::: Records supplied :::
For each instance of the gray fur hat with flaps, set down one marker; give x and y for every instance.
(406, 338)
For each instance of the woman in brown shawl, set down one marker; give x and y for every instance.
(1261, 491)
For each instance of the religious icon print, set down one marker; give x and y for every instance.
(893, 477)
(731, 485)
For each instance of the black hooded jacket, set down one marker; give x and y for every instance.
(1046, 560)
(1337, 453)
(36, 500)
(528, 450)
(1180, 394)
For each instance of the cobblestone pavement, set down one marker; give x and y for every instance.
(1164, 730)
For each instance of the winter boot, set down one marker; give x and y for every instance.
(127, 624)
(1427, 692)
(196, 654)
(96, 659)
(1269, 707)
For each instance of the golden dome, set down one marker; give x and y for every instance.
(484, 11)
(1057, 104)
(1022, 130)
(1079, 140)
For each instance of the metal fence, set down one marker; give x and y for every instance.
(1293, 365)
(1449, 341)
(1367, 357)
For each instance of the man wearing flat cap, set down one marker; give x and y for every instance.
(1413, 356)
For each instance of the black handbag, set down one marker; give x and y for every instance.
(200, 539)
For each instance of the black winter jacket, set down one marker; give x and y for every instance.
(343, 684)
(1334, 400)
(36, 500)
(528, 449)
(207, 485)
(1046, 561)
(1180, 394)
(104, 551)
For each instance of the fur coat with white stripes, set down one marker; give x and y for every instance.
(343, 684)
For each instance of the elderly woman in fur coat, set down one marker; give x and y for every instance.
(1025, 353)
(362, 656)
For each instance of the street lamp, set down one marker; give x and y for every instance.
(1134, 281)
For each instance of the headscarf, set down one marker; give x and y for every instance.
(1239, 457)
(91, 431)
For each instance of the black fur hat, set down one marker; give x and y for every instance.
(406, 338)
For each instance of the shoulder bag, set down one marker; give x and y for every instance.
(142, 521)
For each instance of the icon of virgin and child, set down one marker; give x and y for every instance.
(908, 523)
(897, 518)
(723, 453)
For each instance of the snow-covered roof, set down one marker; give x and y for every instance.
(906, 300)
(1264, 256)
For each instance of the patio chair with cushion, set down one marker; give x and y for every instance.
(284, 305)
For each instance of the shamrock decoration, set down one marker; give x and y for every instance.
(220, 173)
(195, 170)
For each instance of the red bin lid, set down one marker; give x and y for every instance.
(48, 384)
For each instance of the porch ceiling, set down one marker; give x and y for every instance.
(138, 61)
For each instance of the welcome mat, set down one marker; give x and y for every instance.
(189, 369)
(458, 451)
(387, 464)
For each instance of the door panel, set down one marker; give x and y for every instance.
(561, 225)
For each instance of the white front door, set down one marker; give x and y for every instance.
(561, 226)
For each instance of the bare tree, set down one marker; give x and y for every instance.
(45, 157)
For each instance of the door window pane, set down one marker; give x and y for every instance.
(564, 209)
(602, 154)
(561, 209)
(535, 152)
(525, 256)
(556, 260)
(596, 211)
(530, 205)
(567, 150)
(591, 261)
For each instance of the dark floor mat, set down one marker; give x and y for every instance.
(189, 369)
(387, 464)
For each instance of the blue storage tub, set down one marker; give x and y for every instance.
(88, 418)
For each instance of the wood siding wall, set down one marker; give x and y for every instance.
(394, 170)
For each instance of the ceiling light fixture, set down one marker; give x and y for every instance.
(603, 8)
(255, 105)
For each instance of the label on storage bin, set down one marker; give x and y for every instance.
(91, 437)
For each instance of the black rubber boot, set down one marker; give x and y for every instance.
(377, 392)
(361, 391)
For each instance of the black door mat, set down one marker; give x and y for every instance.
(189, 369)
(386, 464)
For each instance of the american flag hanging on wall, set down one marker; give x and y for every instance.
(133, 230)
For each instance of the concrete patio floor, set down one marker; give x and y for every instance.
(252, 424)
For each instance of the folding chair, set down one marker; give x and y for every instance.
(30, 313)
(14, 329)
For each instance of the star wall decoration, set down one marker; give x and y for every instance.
:::
Exercise task
Write out the lines above from the one containing "For each instance of the label" through the last, exactly as they are.

Output below
For each instance of the label on storage bin, set down one marker; give x and y for every instance.
(91, 437)
For each instance of the black rubber boot, set down one marker; give x and y for every instance.
(377, 392)
(361, 391)
For each instance of the black door mat, set down one marker; give x and y for every instance.
(189, 369)
(386, 464)
For each instance of the american flag hanging on wall, set down one marker; give x and y for every instance.
(133, 230)
For each instance of the concrete patio floor, set down one marker; give x and y for every instance.
(252, 424)
For each instance of the folding chair, set down one marker; give x and y for every instance.
(30, 313)
(14, 329)
For each instance of the star wall decoration, set down one marker; give x and y for every instance.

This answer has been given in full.